> Exercise aim:
Answer these questions from the research summaries below.
1. Which form of capitalism is chosen by countries that free-ride on the incentives of the technology leaders?
2. In US municipalities and school districts, what is growing income inequality found to be associated with?
3. In what form are carrots said to be especially rampant in modern lawmaking?

> Text segment:
──────────────────────────────

Can't We All Be More Like Scandinavians?

Daron Acemoglu, James Robinson & Thierry Verdier
MIT Working Paper, March 2012

In an interdependent world, could all countries adopt the same egalitarianism reward structures and institutions? To provide theoretical answers to this question, we develop a simple model of economic growth in a world in which all countries benefit and potentially contribute to advances in the world technology frontier. A greater gap of incomes between successful and unsuccessful entrepreneurs (thus greater inequality) increases entrepreneurial effort and hence a country's contributions to the world technology frontier. We show that, under plausible assumptions, the world equilibrium is necessarily asymmetric: some countries will opt for a type of "cutthroat" capitalism that generates greater inequality and more innovation and will become the technology leaders, while others will free-ride on the cutthroat incentives of the leaders and choose a more "cuddly" form of capitalism. Paradoxically, those with cuddly reward structures, though poorer, may have higher welfare than cutthroat capitalists -- but in the world equilibrium, it is not a best response for the cutthroat capitalists to switch to a more cuddly form of capitalism. We also show that domestic constraints from social democratic parties or unions may be beneficial for a country because they prevent cutthroat capitalism domestically, instead inducing other countries to play this role.


The Effect of Rising Income Inequality on Taxation and Public Expenditures: Evidence from US Municipalities and School Districts, 1970-2000

Leah Boustan et al.
Review of Economics and Statistics, forthcoming

The income distribution in many developed countries widened dramatically from 1970 to 2000. Some scholars argue that income inequality contributes to a host of social ills by undermining voters' willingness to support public expenditures. In contrast, we find that growing income inequality is associated with an expansion in government revenues and expenditures on a wide range of services in US municipalities and school districts. Results are robust to a number of model specifications, including instrumental variables that address endogeneity of the local income distribution. Our results are inconsistent with models predicting that heterogeneous societies provide lower levels of public goods.


The Tragedy of the Carrots: Economics and Politics in the Choice of Price Instruments

Brian Galle
Stanford Law Review, April 2012, Pages 797-850

Externalities are one of the most fundamental market failure justifications for government action, and Pigouvian taxes and subsidies are standard tools for correcting them. Even so, neither the legal nor the economic literature offers any comprehensive account of when policymakers should prefer taxes to subsidies or vice versa. This Article takes up that task. Prior efforts to distinguish between "carrots" and "sticks" have generally been limited to the context of pollution regulation, and I show here that even those efforts are incomplete. I also extend the analysis to the case of positive externalities, where there is little prior literature to speak of. Overall, I find that sticks are usually superior to carrots, but that there are some interesting exceptions. Nonetheless, carrots are rampant in modern lawmaking, especially carrots in the form of tax expenditures. I identify features of modern politics and law that contribute to the current inefficient overproduction of carrots. Among others, I find that federalism contributes to political preferences for carrots. That implies an until-now unrecognized reason to centralize certain forms of government regulation. Finally, I take issue with the claims of the environmental literature that carrots, even if the inferior policy choice, should be used when politics would be likely otherwise to frustrate any regulation. Using carrots in critical and closely contested situations only contributes to externality producers' incentives to raise the political stakes, either by cranking out more negative externalities or withholding benefits.

──────────────────────────────

> Data shown:
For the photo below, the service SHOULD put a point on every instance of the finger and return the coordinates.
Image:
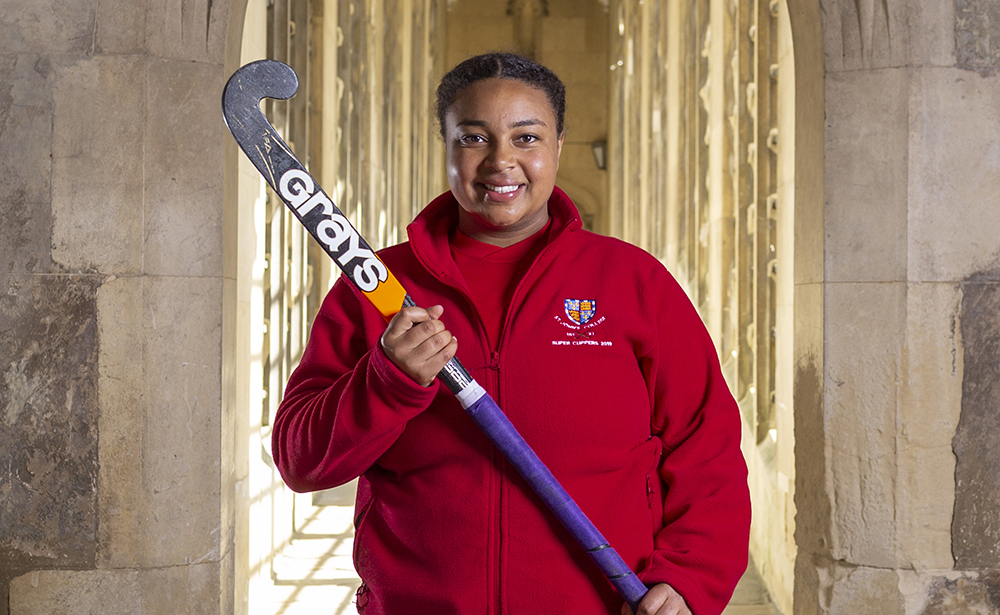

──────────────────────────────

> Task output:
1. A more "cuddly" form of capitalism.
2. An expansion in government revenues and expenditures on a wide range of services.
3. Tax expenditures.